--- start Input data ---
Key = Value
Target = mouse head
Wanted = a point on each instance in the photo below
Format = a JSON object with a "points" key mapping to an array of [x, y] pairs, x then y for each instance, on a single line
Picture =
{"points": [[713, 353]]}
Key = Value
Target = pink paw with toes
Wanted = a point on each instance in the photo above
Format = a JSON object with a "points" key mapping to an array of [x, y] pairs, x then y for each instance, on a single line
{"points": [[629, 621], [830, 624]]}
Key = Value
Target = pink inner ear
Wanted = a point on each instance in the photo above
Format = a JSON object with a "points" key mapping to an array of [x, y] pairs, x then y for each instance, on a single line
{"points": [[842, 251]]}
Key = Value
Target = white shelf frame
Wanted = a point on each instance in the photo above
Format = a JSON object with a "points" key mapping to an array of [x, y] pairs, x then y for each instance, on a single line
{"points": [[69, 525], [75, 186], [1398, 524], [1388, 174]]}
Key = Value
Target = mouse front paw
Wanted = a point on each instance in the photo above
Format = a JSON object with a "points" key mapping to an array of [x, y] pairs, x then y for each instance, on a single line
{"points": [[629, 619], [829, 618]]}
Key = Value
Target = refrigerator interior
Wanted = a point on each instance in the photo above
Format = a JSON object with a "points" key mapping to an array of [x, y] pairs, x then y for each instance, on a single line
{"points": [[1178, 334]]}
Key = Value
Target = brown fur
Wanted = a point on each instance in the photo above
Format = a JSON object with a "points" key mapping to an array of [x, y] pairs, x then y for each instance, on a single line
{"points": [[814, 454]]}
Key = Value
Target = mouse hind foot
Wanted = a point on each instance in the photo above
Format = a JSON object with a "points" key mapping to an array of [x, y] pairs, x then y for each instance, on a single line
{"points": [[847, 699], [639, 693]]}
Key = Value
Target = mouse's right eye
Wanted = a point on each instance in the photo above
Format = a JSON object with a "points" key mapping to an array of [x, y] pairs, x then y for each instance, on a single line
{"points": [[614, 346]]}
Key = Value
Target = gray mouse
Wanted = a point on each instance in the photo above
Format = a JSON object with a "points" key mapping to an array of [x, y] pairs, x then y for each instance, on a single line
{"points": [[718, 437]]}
--- end Input data ---
_Work to do:_ Retype all of the entries precisely as they are.

_Response:_
Key = Value
Target = mouse head
Wanted = a point on each instance in the photo below
Format = a JSON object with a "points" key mapping to an array of [x, y] pairs, x then y for each instance, on a single line
Picture =
{"points": [[713, 353]]}
Key = Value
Target = pink paw with toes
Wanted = a point on each instance in the photo above
Format = a JSON object with a "points" key mapping to an array of [x, y] pairs, x then y for each instance, on a single line
{"points": [[629, 621], [830, 624]]}
Key = Value
Target = pink inner ear
Wanted = a point on each instance in the photo above
Format = a JSON object with a "points" key mapping to an array of [x, y] pairs, x then y for each instance, on a single line
{"points": [[842, 251]]}
Key = Value
Target = white shelf frame
Wanted = a point on each instance in the photo above
Format = a JSON object with a "points" key mapping to an array of [x, y] pairs, x then y for each instance, on a single line
{"points": [[69, 525], [75, 186], [1398, 524], [1388, 174]]}
Key = Value
Target = mouse front paw
Wanted = a point on each instance in the photo above
Format = a JSON object with a "points" key mapping to an array of [x, y] pairs, x then y for each instance, on a single line
{"points": [[629, 619], [829, 618]]}
Key = Value
Target = refrigerator interior
Wanted = a point on each instance in the photo above
Format = a JSON object with a "points" key mapping to an array of [x, y] pairs, x then y for each instance, on a single line
{"points": [[1178, 334]]}
Key = Value
Target = brown fur
Wanted = a point on each instance in the photo above
Format = a JSON object with a "points" key mapping to an array of [x, y] pairs, x then y for each instance, on a single line
{"points": [[814, 454]]}
Key = Value
Target = mouse hind foot
Wanted = a point on each instance in the photo above
Format = a JSON object with a "points" key mapping to an array of [x, y] pairs, x then y for each instance, on a single line
{"points": [[847, 699], [639, 693]]}
Key = Value
Target = mouse's right eye
Wanted = a point on each instance in the photo above
Format = a JSON object with a "points" key mapping to an array of [x, y] pairs, x then y for each instance, on a single line
{"points": [[614, 346]]}
Key = Value
Target = gray mouse
Wanted = a point on each instance in the photo above
Format = a JSON object with a "points" key mapping to an array of [x, y] pairs, x then y for each instance, on a single line
{"points": [[718, 437]]}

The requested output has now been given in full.